EXTRACT TO READ:

[start]

# Has Your Golden Seen Snow?



## sharlin (Feb 26, 2007)

Daisey - Nope
Kady - Nope
Rusty - Nope

And so far none of them have complained to me - I'll take that as a good sign!!


----------



## Kzwicker (Aug 14, 2007)

I said not yet, becuase he didnt really get to play in it. As soon as it showed up, it was gone :-(


----------



## Jazzys Mom (Mar 13, 2007)

Ohhhh, I'm jealous! I was just wishing for 70 degree weather! Its in the 20's here and the snow that we have right now is dirty! its raining and beginning to freeze! I really HATE snow but the dogs love it. Jazzy more that Sunny. Sunny used to like it more when she was younger but now that she is 10 I think she gets cold quicker. Jazz jumps up in the air to catch the snowflakes as they fall. Her most favorite thing in the world is to run as fast as she can through fresh fallen snow then bury her nose in it and make like an anteater!. My Dakota used to love to go out and lay down in the snow with his back legs stretched out behind him and his belly laying in the snow! Brrrrrrrr!

[end]

PROBLEMS TO SOLVE:
• A. In the snow thread, do these statements agree with the text? (i) None of sharlin's dogs named Daisey, Kady and Rusty has seen snow. (ii) Jazzys Mom thinks Sunny gets cold quicker now that Sunny is 10. (iii) Jazzys Mom enjoys snow. Answer each with yes or no and quote the deciding words.
• B. Can you return the part of the snow thread between "## Kzwicker (Aug" and "the snow! Brrrrrrrr!", inclusive, copied word for word?

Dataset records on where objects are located
[start]

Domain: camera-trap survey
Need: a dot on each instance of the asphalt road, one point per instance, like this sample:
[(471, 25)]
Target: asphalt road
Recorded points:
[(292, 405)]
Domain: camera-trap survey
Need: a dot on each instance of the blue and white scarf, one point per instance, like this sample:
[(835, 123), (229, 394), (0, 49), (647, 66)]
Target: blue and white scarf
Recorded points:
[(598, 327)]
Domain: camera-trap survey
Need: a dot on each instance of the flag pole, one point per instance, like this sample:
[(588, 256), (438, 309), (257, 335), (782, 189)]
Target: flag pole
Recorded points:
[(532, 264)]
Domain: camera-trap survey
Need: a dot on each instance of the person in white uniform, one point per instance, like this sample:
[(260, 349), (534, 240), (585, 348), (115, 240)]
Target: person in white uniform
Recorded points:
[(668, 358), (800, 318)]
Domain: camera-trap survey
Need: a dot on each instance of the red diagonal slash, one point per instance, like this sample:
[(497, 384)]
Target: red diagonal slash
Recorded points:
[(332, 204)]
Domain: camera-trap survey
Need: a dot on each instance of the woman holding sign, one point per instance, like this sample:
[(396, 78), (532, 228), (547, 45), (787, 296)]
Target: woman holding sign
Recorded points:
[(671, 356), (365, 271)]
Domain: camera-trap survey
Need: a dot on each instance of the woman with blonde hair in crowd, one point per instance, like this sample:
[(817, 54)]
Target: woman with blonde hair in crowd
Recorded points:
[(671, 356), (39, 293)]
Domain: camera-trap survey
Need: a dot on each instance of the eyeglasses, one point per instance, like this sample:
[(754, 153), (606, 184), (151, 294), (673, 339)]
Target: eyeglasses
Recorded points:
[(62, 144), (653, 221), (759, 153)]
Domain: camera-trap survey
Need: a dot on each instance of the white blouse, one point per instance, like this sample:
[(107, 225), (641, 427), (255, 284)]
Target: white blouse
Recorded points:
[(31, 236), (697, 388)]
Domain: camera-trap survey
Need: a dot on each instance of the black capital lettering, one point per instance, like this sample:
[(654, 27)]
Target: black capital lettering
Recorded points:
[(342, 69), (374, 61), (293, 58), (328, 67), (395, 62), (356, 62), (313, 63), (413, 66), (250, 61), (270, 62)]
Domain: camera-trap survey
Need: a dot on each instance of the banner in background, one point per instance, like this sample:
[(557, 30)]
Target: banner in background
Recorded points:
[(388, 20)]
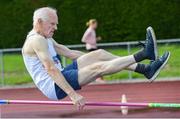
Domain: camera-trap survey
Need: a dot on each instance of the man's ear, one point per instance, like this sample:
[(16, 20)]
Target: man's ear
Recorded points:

[end]

THE SOLUTIONS:
• A.
(i) Yes: "Daisey - Nope", "Kady - Nope", "Rusty - Nope"
(ii) Yes: "now that she is 10 I think she gets cold quicker"
(iii) No: "I really HATE snow but the dogs love it"

• B.
## Kzwicker (Aug 14, 2007)

I said not yet, becuase he didnt really get to play in it. As soon as it showed up, it was gone :-(


----------



## Jazzys Mom (Mar 13, 2007)

Ohhhh, I'm jealous! I was just wishing for 70 degree weather! Its in the 20's here and the snow that we have right now is dirty! its raining and beginning to freeze! I really HATE snow but the dogs love it. Jazzy more that Sunny. Sunny used to like it more when she was younger but now that she is 10 I think she gets cold quicker. Jazz jumps up in the air to catch the snowflakes as they fall. Her most favorite thing in the world is to run as fast as she can through fresh fallen snow then bury her nose in it and make like an anteater!. My Dakota used to love to go out and lay down in the snow with his back legs stretched out behind him and his belly laying in the snow! Brrrrrrrr!